> PAGE TEXT
>> begin

GOP to Challenge Slim Victory

AI Wheeler Wins!

Who will sit in the mayor's chair this Monday?

Democrat Albert Wheeler is the apparent victor of Monday's city election, with figures from the city clerk giving Wheeler a 111 vote lead. The slim margin came after a two-day post election count under the preferential voting system, in which Wheeler picked up 2,744 second choice votes from the losing Human Rights Party candid to Carol Ernst.

Wheeler's victory will give Ann Arbor a Democratic-HRP majority, ending two years of Republican domination of city hall. But incumbent GOP mayor James Stephenson is fighting the change with every weapon in his arsenal.

NEW RULES FROM A LAME DUCK COUNCIL

At the City Council meeting held Wednesday night (due to Monday's election), the lame duck Council passed a resolution which allows the current Council members to retain power until the Board of Canvassers certify the election results. Under this rule, Stephenson will remain mayor until the official results are in, which could take up to two weeks.

Opposed by Democratic and HRP Council members, the resolution sets up a situation where the Canvassers could refuse to certify the election by Monday night's meeting, when the new Council should begin their term of office. The Board is made up of two Republican and two Democrats (state law allows for only the two major parties to sit on the Board, excluding any HRP participation). If they vote along party lines, the results may not be official by Monday.

Normally, the Canvassers report is given to Council for ceremonial approval at the Wednesday meeting of election week, but the slow counting of paper ballots and second choice votes kept results from completion until late Wednesday afternoon. At press time, the Board of Canvassers had still not finished meeting. If results are not certified by midnight Sunday, the old Council will be back evening.

At the end of fourteen days given the city Canvassers to certify results, the election would be turned over to the county Board of Canvassers if the question is still unsettled. The county has thirty days to complete certification, which means a new Council might be kept from office over a month after the election.

>> end

> SUPPLIED INFORMATION
>> begin

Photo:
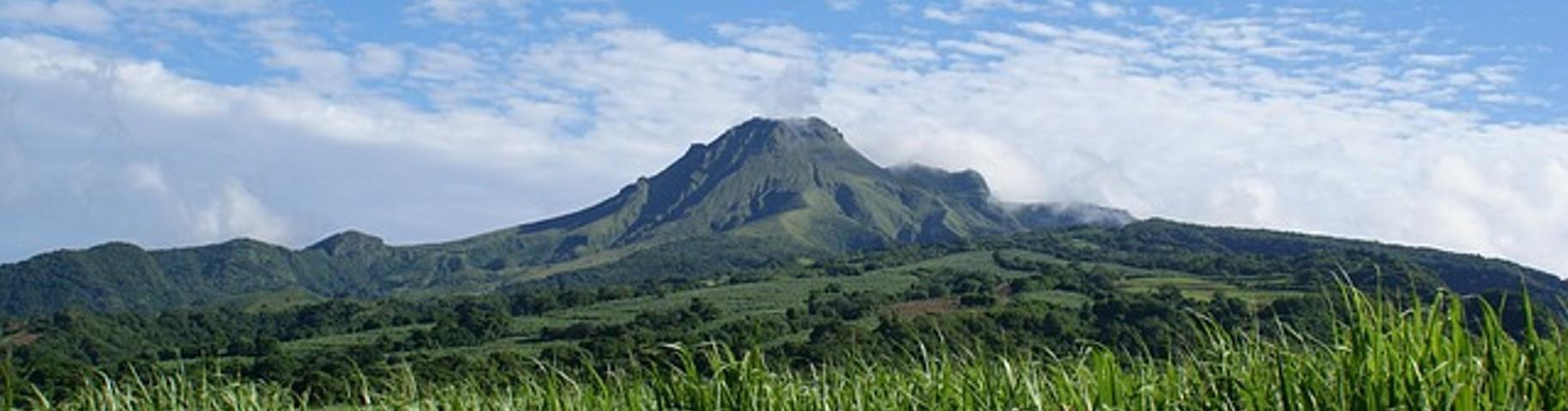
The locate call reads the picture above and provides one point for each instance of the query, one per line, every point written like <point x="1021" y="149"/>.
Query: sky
<point x="191" y="121"/>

>> end

> WRITTEN INSTRUCTION 1
Write out the election article word for word, from "Normally, the Canvassers" to "be back evening.".
> WRITTEN INSTRUCTION 2
According to the election article, how many days does the county Board of Canvassers have to complete certification?
> WRITTEN INSTRUCTION 3
Summarize the election article in two sentences.
The listing has no connection to the election article.

> EXPECTED OUTPUT 1
Normally, the Canvassers report is given to Council for ceremonial approval at the Wednesday meeting of election week, but the slow counting of paper ballots and second choice votes kept results from completion until late Wednesday afternoon. At press time, the Board of Canvassers had still not finished meeting. If results are not certified by midnight Sunday, the old Council will be back evening.

> EXPECTED OUTPUT 2
Thirty days.

> EXPECTED OUTPUT 3
Democrat Albert Wheeler appears to have won Monday's Ann Arbor mayoral election by 111 votes after a two-day count under the preferential voting system, a result that would end two years of Republican control of city hall. Incumbent GOP mayor James Stephenson is fighting the change, and the lame duck Council passed a resolution letting current members keep power until the Board of Canvassers certifies the results, which could keep a new Council out of office for over a month.